** Written request 1 **
In the rows, rewrite the part that begins with the line containing "the stone stairway" and runs through the end of the rows, changing "lane-occupancy tally" to "lane count" and leaving everything else as it is.

++++ Extracted text ++++

To be honest, from my point of view current description should have already
give enough explanations [1] in "Overview Tab".
Latest Completed Checkpoint: The latest successfully completed checkpoints.
Latest Restore: There are two types of restore operations.
* Restore from Checkpoint: We restored from a regular periodic checkpoint.
* Restore from Savepoint: We restored from a savepoint.
You could still create a JIRA issue and give your ideas in that issue. If
agreed to work on in that ticket, you can create a PR to edit
checkpoint_monitoring.md [2] and checkpoint_monitoring.zh.md [3] to update
related documentation.
[1]
https://ci.apache.org/projects/flink/flink-docs-release-1.10/monitoring/checkpoint_monitoring.html#overview-tab
[2]
https://github.com/apache/flink/blob/master/docs/monitoring/checkpoint_monitoring.md
[3]
https://github.com/apache/flink/blob/master/docs/monitoring/checkpoint_monitoring.zh.md
Best
Yun Tang
________________________________
From: Vijay Bhaskar <[email protected]>
Sent: Tuesday, May 26, 2020 15:18
To: Yun Tang <[email protected]>
Cc: user <[email protected]>
Subject: Re: In consistent Check point API response
Thanks Yun. How can i contribute better documentation of the same by opening
Jira on this?
Regards
Bhaskar
On Tue, May 26, 2020 at 12:32 PM Yun Tang
<[email protected]<mailto:[email protected]>> wrote:
Hi Bhaskar
I think I have understood your scenario now. And I think this is what expected
in Flink.
As you only allow your job could restore 5 times, the "restore" would only
record the checkpoint to restore at the 5th recovery, and the checkpoint id
would always stay there.
"Restored" is for last restored checkpoint and "completed" is for last
completed checkpoint, they are actually not the same thing.
The only scenario that they're the same in numbers is when Flink just restore
successfully before a new checkpoint completes.

++++ Record set ++++

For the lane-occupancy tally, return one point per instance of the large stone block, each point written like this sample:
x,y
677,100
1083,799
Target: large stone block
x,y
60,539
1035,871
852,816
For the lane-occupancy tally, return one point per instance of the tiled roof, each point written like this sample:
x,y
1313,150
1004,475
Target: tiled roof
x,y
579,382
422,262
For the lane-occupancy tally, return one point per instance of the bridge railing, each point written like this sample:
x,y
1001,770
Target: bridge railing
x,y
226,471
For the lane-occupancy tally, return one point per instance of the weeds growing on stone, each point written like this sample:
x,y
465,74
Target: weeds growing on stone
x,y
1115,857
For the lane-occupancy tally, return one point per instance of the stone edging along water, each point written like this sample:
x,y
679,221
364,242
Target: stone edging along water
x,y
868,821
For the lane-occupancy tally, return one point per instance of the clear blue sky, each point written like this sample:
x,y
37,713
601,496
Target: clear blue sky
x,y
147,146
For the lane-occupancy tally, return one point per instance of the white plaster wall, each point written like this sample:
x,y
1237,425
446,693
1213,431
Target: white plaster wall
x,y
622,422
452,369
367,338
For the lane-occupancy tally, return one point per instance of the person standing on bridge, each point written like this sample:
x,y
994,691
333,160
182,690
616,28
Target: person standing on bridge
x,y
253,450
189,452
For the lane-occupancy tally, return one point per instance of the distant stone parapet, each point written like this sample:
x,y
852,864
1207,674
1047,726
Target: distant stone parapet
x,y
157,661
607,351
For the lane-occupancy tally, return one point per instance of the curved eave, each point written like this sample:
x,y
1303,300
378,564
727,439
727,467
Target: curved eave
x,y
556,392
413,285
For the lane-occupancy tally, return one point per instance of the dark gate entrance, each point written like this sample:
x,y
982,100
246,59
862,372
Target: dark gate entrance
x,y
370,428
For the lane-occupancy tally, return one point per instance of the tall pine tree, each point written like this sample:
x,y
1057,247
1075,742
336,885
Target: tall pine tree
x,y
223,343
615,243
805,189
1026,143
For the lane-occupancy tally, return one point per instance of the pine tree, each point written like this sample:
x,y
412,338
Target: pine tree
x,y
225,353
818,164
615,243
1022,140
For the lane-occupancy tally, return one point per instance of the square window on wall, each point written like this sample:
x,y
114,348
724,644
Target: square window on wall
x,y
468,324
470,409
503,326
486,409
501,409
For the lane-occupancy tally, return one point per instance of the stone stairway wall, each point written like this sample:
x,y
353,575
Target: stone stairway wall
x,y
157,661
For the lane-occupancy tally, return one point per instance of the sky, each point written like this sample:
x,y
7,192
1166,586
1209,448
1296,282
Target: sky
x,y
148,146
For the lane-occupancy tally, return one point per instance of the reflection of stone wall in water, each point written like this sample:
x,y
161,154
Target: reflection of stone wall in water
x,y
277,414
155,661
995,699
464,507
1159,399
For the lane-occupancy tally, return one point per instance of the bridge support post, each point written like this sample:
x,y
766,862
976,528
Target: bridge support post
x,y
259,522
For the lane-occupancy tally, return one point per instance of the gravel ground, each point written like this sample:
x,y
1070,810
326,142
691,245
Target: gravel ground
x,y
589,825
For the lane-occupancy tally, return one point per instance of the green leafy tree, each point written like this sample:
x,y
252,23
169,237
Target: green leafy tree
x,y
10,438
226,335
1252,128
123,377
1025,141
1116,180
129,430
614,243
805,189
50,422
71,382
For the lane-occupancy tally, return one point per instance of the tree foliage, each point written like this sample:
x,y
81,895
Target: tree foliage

++++

** Written request 2 **
List every web address given in the email thread about Flink checkpoints.

** Task output 1 **
For the lane count, return one point per instance of the stone stairway wall, each point written like this sample:
x,y
353,575
Target: stone stairway wall
x,y
157,661
For the lane count, return one point per instance of the sky, each point written like this sample:
x,y
7,192
1166,586
1209,448
1296,282
Target: sky
x,y
148,146
For the lane count, return one point per instance of the reflection of stone wall in water, each point written like this sample:
x,y
161,154
Target: reflection of stone wall in water
x,y
277,414
155,661
995,699
464,507
1159,399
For the lane count, return one point per instance of the bridge support post, each point written like this sample:
x,y
766,862
976,528
Target: bridge support post
x,y
259,522
For the lane count, return one point per instance of the gravel ground, each point written like this sample:
x,y
1070,810
326,142
691,245
Target: gravel ground
x,y
589,825
For the lane count, return one point per instance of the green leafy tree, each point written like this sample:
x,y
252,23
169,237
Target: green leafy tree
x,y
10,438
226,335
1252,128
123,377
1025,141
1116,180
129,430
614,243
805,189
50,422
71,382
For the lane count, return one point per instance of the tree foliage, each point written like this sample:
x,y
81,895
Target: tree foliage

** Task output 2 **
https://ci.apache.org/projects/flink/flink-docs-release-1.10/monitoring/checkpoint_monitoring.html#overview-tab
https://github.com/apache/flink/blob/master/docs/monitoring/checkpoint_monitoring.md
https://github.com/apache/flink/blob/master/docs/monitoring/checkpoint_monitoring.zh.md